• [Objective] Could you copy out the forum answer about generating random numbers without repeats verbatim, from "If I see 102" up to and including "much better-known quantity)."?

• [Selected excerpt]
——————————
Edit1: To clarify, this is just a simple test program for what will be implemented on a larger scale. So instead of 3 iterations of rand%3, I might run 1000, or more of rand%50.
If I see 102 at some point in its operation, I'd want it so that I never see 102 again.
First of all, if you were going to use srand/rand, you'd want to seed it once (and only once) at the beginning of each execution of the program:
int main() {
srand(time(NULL));
for (int i = 0; i < 3; i++) {
cout << rand() % 3;
cout << rand() % 3;
cout << rand() % 3 << '\n' << endl;
}
Second, time typically only produces a result with a resolution of one second, so even with this correction, if you run the program twice in the same second, you can expect it to produce identical results in the two runs.
Third, you don't really want to use srand/rand anyway. The random number generator in <random> are generally considerably better (and, perhaps more importantly, are enough better defined that they represent a much better-known quantity).
#include <random>
#include <iostream>
int main() {
std::mt19937_64 gen { std::random_device()() };
std::uniform_int_distribution<int> d(0, 2);
for (int i = 0; i < 3; i++) {
for (int j=0; j<3; j++)
std::cout << d(gen);
std::cout << "\n";
}
}
Based on the edit, however, this still isn't adequate. What you really want is a random sample without duplication. To get that, you need to do more than just generate numbers. Randomly generated numbers not only can repeat, but inevitably will repeat if you generate enough of them (but the likelihood of repetition becomes quite high even when it's not yet inevitable).
As long as the number of results you're producing is small compared to the number of possible results, you can pretty easily just store results in a set as you produce them, and only treat a result as actual output if it wasn't previously present in the set:
#include <random>
#include <iostream>
#include <set>
#include <iomanip>
int main() {
std::mt19937_64 gen { std::random_device()() };
std::uniform_int_distribution<int> d(0, 999);
std::set<int> results;
for (int i = 0; i < 50;) {
int result = d(gen);
if (results.insert(result).second) {
std::cout << std::setw(5) << result;
++i;
if (i % 10 == 0)
std::cout << "\n";
}
}
}
This becomes quite inefficient if the number of results approaches the number of possible results. For example, let's assume your producing numbers from 1 to 1000 (so 1000 possible results). Consider what happens if you decide to produce 1000 results (i.e., all possible results). In this case, when you're producing the last result, there's really only one possibility left--but rather than just producing that one possibility, you produce one random number after another after another, until you stumble across the one possibility that remains.
For such a case, there are better ways to do the job. For example, you can start with a container holding all the possible numbers. To generate an output, you generate a random index into that container. You output that number, and remove that number from the container, then repeat (but this time, the container is one smaller, so you reduce the range of your random index by one). This way, each random number you produce gives one output.
It is possible to do the same by just shuffling an array of numbers. This has two shortcomings though. First, you need to shuffle them correctly--a Fischer-Yates shuffle works nicely, but otherwise it's easy to produce bias. Second, unless you actually do use all (or very close to all) the numbers in the array, this is inefficient.
——————————
• [Provided records]
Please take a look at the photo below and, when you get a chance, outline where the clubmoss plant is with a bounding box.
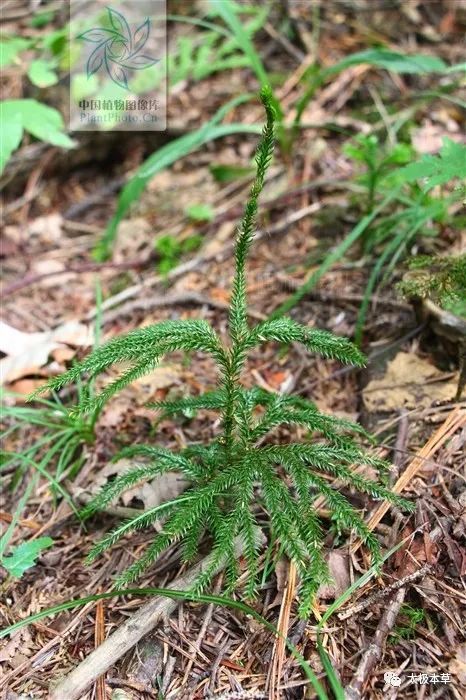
[32,88,406,616]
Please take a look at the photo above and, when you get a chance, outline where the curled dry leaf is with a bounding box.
[0,321,93,384]
[448,643,466,686]
[362,352,458,413]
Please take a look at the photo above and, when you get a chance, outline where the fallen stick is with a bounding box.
[345,586,406,700]
[350,406,466,554]
[49,537,260,700]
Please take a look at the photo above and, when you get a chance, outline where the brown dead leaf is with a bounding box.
[448,643,466,686]
[362,352,457,413]
[112,217,153,263]
[317,549,351,600]
[28,214,63,243]
[121,472,188,509]
[0,321,93,384]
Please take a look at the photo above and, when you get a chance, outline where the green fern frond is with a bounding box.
[31,88,409,616]
[230,87,275,342]
[245,316,366,367]
[147,389,226,416]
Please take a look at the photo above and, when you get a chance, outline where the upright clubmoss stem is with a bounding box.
[223,86,275,455]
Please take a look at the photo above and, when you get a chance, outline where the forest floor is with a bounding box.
[0,2,466,700]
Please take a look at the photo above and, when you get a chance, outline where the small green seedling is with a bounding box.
[33,88,409,616]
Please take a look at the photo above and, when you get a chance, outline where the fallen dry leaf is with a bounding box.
[0,321,93,384]
[28,214,63,243]
[448,644,466,685]
[362,352,458,413]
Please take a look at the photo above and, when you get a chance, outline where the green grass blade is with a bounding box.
[210,0,283,121]
[0,588,329,700]
[270,190,397,318]
[0,474,38,560]
[95,94,261,259]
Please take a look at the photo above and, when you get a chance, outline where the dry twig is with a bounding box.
[50,538,264,700]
——————————
• [Result]
If I see 102 at some point in its operation, I'd want it so that I never see 102 again.
First of all, if you were going to use srand/rand, you'd want to seed it once (and only once) at the beginning of each execution of the program:
int main() {
srand(time(NULL));
for (int i = 0; i < 3; i++) {
cout << rand() % 3;
cout << rand() % 3;
cout << rand() % 3 << '\n' << endl;
}
Second, time typically only produces a result with a resolution of one second, so even with this correction, if you run the program twice in the same second, you can expect it to produce identical results in the two runs.
Third, you don't really want to use srand/rand anyway. The random number generator in <random> are generally considerably better (and, perhaps more importantly, are enough better defined that they represent a much better-known quantity).